*Exercise instructions:*
Leave the pictures out. Return all other data exactly.

*Material supplied:*
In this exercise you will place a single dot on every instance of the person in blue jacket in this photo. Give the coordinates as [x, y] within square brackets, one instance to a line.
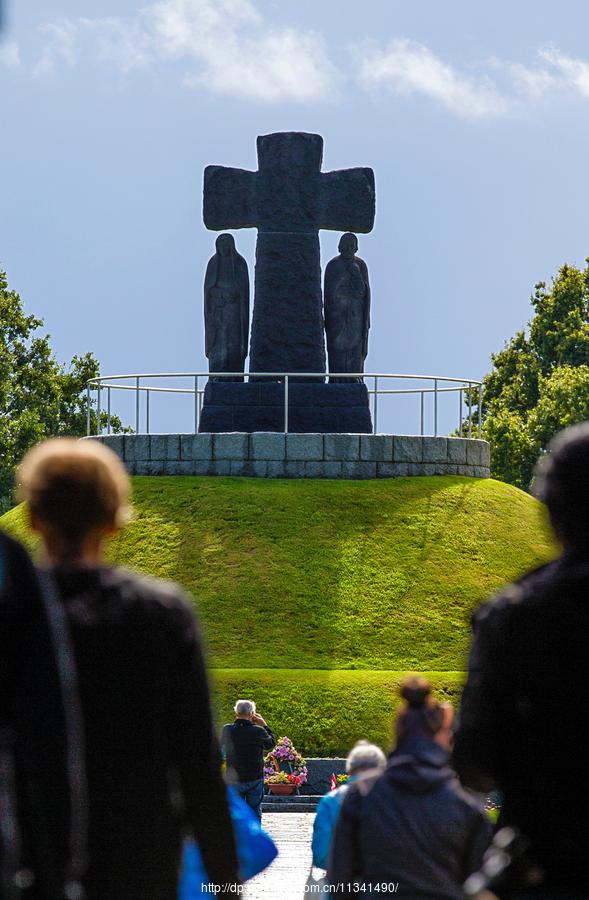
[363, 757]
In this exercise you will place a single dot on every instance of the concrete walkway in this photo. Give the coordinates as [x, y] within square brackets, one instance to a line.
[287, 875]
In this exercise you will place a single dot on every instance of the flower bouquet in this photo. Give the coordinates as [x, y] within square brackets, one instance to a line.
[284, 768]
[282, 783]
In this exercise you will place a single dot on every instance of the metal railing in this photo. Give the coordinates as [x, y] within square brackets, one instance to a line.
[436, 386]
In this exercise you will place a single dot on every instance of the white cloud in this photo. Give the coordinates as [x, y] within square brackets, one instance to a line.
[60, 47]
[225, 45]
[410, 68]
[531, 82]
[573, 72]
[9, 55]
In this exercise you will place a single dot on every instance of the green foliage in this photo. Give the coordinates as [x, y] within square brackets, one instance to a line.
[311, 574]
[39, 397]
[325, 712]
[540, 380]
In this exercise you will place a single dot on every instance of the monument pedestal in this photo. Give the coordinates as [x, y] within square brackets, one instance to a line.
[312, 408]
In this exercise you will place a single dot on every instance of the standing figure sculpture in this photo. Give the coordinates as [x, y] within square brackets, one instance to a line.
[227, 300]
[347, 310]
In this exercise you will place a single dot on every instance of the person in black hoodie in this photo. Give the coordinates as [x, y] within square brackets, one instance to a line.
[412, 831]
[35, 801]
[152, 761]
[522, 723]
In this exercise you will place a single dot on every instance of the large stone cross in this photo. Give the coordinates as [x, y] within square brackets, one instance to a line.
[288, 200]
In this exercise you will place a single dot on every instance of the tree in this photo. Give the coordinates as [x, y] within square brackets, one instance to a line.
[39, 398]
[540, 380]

*Solution to this exercise:*
In this exercise you will place a single dot on every instance of the person in blue jacket in this photo. Give the coordinates as [x, y] within square brackets, one instance to a line.
[363, 757]
In this exercise you will place a single dot on every instance of the concrete walkway in this photo. Give the coordinates as [x, y] within square brackets, one instance to a line.
[287, 875]
In this exercise you will place a single dot on every instance of the flower bouquet in this photo. Give the coordinates as [x, y] within square brackets, one instance to a line.
[284, 768]
[282, 783]
In this exercise you will place a single dot on every instance of the metal railing in this photo. Give the coordinates as [x, y] within square brackets, one instance to a line.
[436, 386]
In this exercise you will place a single dot on every instance of the white cloud in this photo. Give the coordinates as [x, y] within square brackets, one instance to a line.
[60, 47]
[225, 45]
[410, 68]
[531, 82]
[573, 72]
[9, 55]
In this exercise you will place a single dot on every instance of the green foliage in this photo. Give the coordinates as [x, y] within square brackets, one instance to a line.
[311, 574]
[39, 397]
[325, 712]
[540, 380]
In this exercise you will place a single dot on every instance of the monument pedestal in this photo. Give the coordinates as [x, y] within square brackets, one instance to a line.
[312, 408]
In this exercise you will place a single dot on every instance of the standing figure sculpture in this photo. Give the coordinates as [x, y] within square brackets, one instance to a line.
[227, 300]
[347, 310]
In this exercise you will place a single dot on every instance of the person in black hoodie in this photo. Give the coordinates as [x, y] within square brackets, one instance to a line.
[412, 831]
[35, 801]
[152, 761]
[522, 723]
In this exercise you will place a single dot on every instance of the large stone cross in this photo. Give the coordinates as [x, y] within square brackets, one instance to a line.
[288, 200]
In this exercise you will place a single dot on every instance of the tree in this photo. Give the coordinates as [x, y] within square brackets, one instance to a line.
[39, 398]
[540, 380]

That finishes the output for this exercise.